PROVIDED RECORDS:
# # #
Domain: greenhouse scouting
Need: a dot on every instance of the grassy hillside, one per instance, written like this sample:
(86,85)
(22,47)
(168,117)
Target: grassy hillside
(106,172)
# # #
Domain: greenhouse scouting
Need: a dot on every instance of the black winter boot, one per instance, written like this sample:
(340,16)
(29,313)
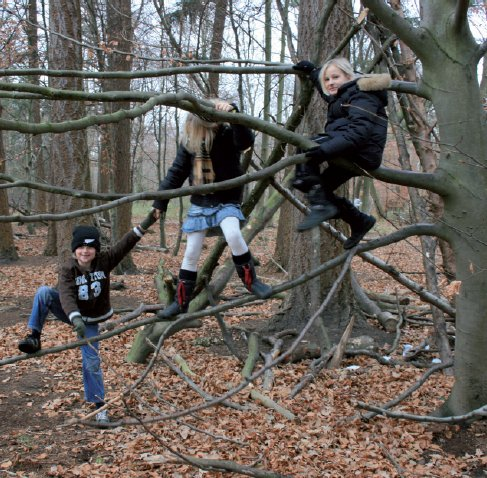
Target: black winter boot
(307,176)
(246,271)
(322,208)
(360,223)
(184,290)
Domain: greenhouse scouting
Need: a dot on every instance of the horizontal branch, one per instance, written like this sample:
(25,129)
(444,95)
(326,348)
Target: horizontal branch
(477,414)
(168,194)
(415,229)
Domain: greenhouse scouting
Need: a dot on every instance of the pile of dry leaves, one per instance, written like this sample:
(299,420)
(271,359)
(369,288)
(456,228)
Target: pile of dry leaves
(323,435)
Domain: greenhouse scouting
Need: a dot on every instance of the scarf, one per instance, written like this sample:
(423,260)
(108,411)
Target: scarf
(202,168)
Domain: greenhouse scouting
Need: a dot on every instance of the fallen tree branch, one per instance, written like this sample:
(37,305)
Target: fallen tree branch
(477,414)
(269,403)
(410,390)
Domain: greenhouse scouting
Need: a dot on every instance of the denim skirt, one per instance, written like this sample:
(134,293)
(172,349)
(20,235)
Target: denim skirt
# # #
SET PROBLEM:
Filter the listing above and copy out every line that contains the word "denim".

TASK RESULT:
Need: a dot on every instance of the denim skirt, one per instance, written like this sample:
Target: denim skirt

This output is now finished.